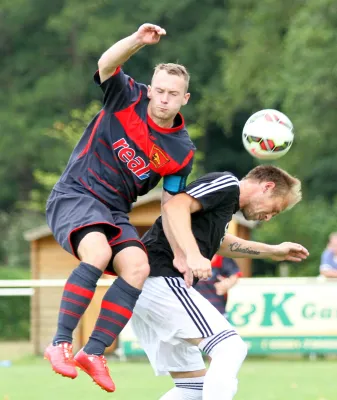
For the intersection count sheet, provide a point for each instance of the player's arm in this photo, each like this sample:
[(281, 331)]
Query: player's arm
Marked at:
[(176, 218), (325, 267), (173, 184), (235, 247), (121, 51), (329, 273), (225, 284)]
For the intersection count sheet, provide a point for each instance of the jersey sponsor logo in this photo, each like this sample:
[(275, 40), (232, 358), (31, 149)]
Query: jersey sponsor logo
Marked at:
[(157, 157), (136, 165), (223, 237)]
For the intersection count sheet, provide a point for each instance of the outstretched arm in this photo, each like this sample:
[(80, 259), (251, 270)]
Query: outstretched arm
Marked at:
[(235, 247), (121, 51)]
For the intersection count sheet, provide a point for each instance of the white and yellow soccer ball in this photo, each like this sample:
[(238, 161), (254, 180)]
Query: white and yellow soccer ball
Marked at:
[(268, 134)]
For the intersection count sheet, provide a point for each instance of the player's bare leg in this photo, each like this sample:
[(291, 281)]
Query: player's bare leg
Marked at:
[(188, 386)]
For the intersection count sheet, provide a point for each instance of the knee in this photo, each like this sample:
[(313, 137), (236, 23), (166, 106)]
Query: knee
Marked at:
[(96, 254), (141, 271)]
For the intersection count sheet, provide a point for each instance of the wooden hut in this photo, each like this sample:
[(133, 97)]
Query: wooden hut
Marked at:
[(50, 261)]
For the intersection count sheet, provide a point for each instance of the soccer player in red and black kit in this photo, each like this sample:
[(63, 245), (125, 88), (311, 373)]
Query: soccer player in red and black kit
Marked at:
[(171, 319), (137, 138)]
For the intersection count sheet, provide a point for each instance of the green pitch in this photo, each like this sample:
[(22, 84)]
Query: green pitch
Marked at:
[(32, 379)]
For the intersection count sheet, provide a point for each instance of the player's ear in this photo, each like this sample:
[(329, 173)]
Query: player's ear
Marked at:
[(149, 91), (186, 98), (268, 186)]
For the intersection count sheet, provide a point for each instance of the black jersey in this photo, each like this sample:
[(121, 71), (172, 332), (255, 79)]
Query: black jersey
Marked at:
[(218, 192), (123, 153)]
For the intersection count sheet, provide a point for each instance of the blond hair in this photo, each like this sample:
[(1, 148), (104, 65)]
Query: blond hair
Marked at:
[(286, 185), (173, 69)]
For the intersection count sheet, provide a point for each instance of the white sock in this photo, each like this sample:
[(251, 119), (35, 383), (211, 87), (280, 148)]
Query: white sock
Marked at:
[(186, 389), (227, 351)]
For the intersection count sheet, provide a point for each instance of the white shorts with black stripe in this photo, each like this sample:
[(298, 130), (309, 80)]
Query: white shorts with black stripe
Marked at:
[(167, 313)]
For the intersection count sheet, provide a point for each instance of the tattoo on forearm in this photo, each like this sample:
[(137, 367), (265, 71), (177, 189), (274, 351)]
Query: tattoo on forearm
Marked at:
[(236, 247)]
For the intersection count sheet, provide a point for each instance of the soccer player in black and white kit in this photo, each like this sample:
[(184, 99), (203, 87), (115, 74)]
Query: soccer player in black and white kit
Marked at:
[(171, 319)]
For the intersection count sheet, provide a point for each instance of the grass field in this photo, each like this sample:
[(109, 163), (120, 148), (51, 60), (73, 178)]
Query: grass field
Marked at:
[(32, 379)]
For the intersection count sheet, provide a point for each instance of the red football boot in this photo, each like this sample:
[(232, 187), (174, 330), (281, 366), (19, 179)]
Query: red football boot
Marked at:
[(97, 368), (61, 359)]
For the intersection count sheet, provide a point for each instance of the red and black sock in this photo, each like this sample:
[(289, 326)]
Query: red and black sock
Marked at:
[(77, 294), (116, 310)]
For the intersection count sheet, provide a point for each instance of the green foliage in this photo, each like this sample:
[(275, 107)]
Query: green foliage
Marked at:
[(242, 56), (308, 223), (14, 245)]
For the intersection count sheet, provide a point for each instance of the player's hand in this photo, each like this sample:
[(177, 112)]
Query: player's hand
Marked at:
[(200, 266), (288, 251), (180, 264), (149, 34), (222, 286)]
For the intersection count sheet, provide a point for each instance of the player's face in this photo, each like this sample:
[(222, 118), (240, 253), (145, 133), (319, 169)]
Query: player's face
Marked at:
[(167, 95), (333, 244), (263, 206)]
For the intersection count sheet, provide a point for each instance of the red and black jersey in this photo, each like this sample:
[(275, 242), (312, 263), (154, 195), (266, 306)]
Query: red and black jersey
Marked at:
[(122, 153)]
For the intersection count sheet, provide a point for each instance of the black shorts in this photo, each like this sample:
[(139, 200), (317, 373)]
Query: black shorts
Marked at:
[(71, 216)]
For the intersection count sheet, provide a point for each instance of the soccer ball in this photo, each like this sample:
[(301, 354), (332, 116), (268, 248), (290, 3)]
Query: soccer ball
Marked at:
[(268, 134)]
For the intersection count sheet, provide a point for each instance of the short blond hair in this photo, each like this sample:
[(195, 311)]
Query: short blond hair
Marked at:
[(286, 185), (173, 69)]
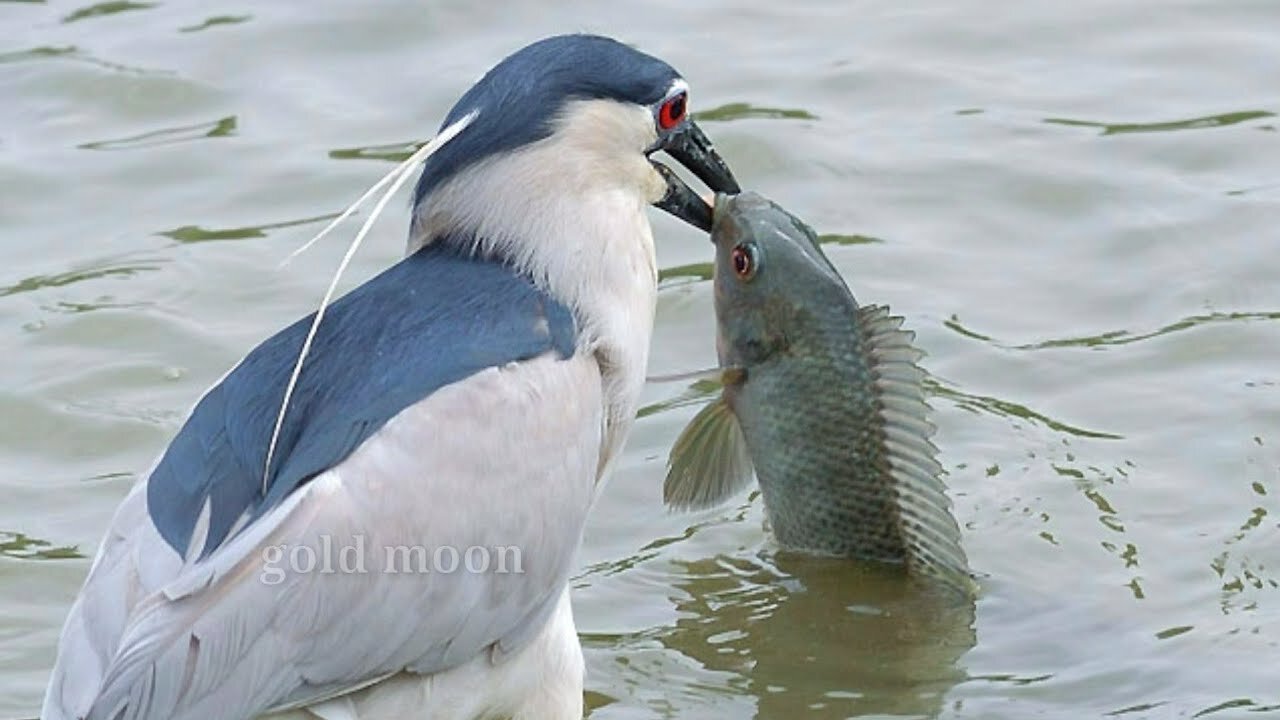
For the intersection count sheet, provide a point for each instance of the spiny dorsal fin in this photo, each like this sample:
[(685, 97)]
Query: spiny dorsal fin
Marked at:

-------------------------

Copy out all the entries above word for word, leaving out the pictures.

- _Final answer_:
For the intersection count sheet, provide a point for each instance of the player's arm in this photo, each like this sample:
[(281, 331)]
Query: player's arm
Marked at:
[(176, 218), (325, 267), (173, 184), (235, 247), (121, 51), (329, 273), (225, 284)]
For the intersection count sheet, provide a point for each instance of the jersey sponsor logo in this photo, each like this sample:
[(275, 40), (232, 358), (31, 149)]
Query: jersey sponsor logo
Marked at:
[(157, 157), (136, 165), (223, 237)]
For the intersection count sheet, provide a point for each instance of the outstretched arm in this photo, each like this sample:
[(80, 259), (251, 270)]
Query: outstretched arm
Marked at:
[(235, 247), (121, 51)]
For the intersection count sheet, provide a point for each instance of the white and yellow soccer ball in this photo, each like this sample:
[(238, 161), (254, 180)]
Query: white and yellow soccer ball
Marked at:
[(268, 134)]
For the intersection count sheet, provide a point for each instance of the player's bare leg in this photo, each like this sample:
[(291, 281)]
Query: player's bare leg
Marked at:
[(188, 386)]
For the intersection count sheet, provide a point for each instance of the knee in this photo, each like this sample:
[(313, 137), (236, 23), (166, 106)]
Query: knee
Marked at:
[(96, 254), (141, 271)]
For the intersection count sheet, provide a point for each instance of the wooden hut in this photo, each like this sample:
[(133, 97)]
Query: wooden hut
Marked at:
[(50, 261)]
For the intersection count sheet, provide a point for each instance of the soccer player in red and black kit in this photo, each like this sample:
[(63, 245), (125, 88), (311, 373)]
Query: soccer player in red and black kit
Marked at:
[(171, 319), (137, 138)]
For the intersection count sheet, provide a point for each instance of the green pitch in this photo, each like this sample:
[(22, 84)]
Query: green pitch
Marked at:
[(32, 379)]
For the intersection count sheet, provide a point for each instance of the player's ear in this photo, each like this sample:
[(329, 173)]
Query: player's ear
Marked at:
[(149, 91), (186, 98), (268, 186)]
For the intersection count sheet, provide a point for each instance of the black jersey in this photo, each like this sample:
[(121, 71), (172, 332), (255, 79)]
Query: black jersey
Marked at:
[(218, 192), (123, 153)]
For the intersection count sheet, provide a point for each instance of the blond hair in this photo, each like this sample:
[(1, 148), (104, 65)]
Query: blond hair
Marked at:
[(286, 185), (173, 69)]
For the intersection count sheet, provide a point for each instance of the white sock in this photo, each like this sample:
[(251, 119), (35, 383), (211, 87), (280, 148)]
Query: white sock
Marked at:
[(186, 389), (227, 351)]
For the intersection count sheet, provide a point for each instance of the white shorts with black stripe in this photo, each like this sample:
[(298, 130), (309, 80)]
Query: white shorts with black stripe
Marked at:
[(167, 313)]
For the intersection count sheet, provide a point for each instance of the tattoo on forearm in this photo, each like this sample:
[(137, 367), (265, 71), (177, 189), (274, 351)]
Query: tattoo on forearm
Marked at:
[(236, 247)]
For the intersection count sheet, provide a point for each instance of the soccer player in black and white kit in this photo, each like this sample:
[(184, 99), (203, 87), (115, 74)]
Query: soccer player in black and white kit
Marked at:
[(171, 319)]
For the intersection count sheet, provide a point for each instance of the grass field in this photo, each like this sample:
[(109, 163), (120, 148), (51, 60), (73, 178)]
Query: grass field
Marked at:
[(32, 379)]
For the intersection count sheet, provide a point for each instance of the red football boot in this photo, each like this sample:
[(232, 187), (174, 330), (281, 366), (19, 179)]
Query: red football boot
Marked at:
[(97, 368), (61, 359)]
For the intersection count sheet, provide a point for each instance of the red and black sock in this photo, each like this sample:
[(289, 326)]
Query: red and black sock
Marked at:
[(77, 294), (116, 310)]
For the intersection count sheet, provide a point for each instance of the green foliage in this photo, each like this sample:
[(275, 107)]
Query: green foliage
Marked at:
[(242, 56), (308, 223), (14, 245)]
For the intersection count sheet, provide a point for each instance of the player's hand in this photo, each like this sample:
[(177, 112)]
Query: player's hand
Marked at:
[(200, 266), (288, 251), (180, 264), (149, 34), (222, 286)]
For the intersection count sheet, provide a point for each instance of the player's face in this photo, each like this sample:
[(222, 118), (240, 253), (145, 133), (319, 169)]
Query: player's face
Marked at:
[(167, 95), (333, 244), (263, 206)]
For the intersection count sheet, provide a point for each instance of the red and black jersey in this photo, each like this sample:
[(275, 242), (312, 263), (154, 195), (266, 306)]
Query: red and black jersey
Marked at:
[(122, 153)]
For the intersection count sheet, provide a point for each instance of the black shorts in this photo, each like this sample:
[(139, 200), (317, 373)]
Query: black shorts
Marked at:
[(71, 216)]
For the intersection count sheet, provide a point for each instance of the soccer ball in this photo, each like this sample:
[(301, 354), (332, 116), (268, 248), (290, 3)]
Query: soccer ball
Marked at:
[(268, 134)]
For the intersection count sheet, provide a point for each instance of the short blond hair in this photo, each like this sample:
[(195, 311)]
Query: short blond hair
Marked at:
[(286, 185), (173, 69)]
For the intersection count sheet, provide a point for each instance of the spiny dorsal fin in this photo, each like this sample:
[(685, 97)]
Query: spiny dorsal fin
Marked at:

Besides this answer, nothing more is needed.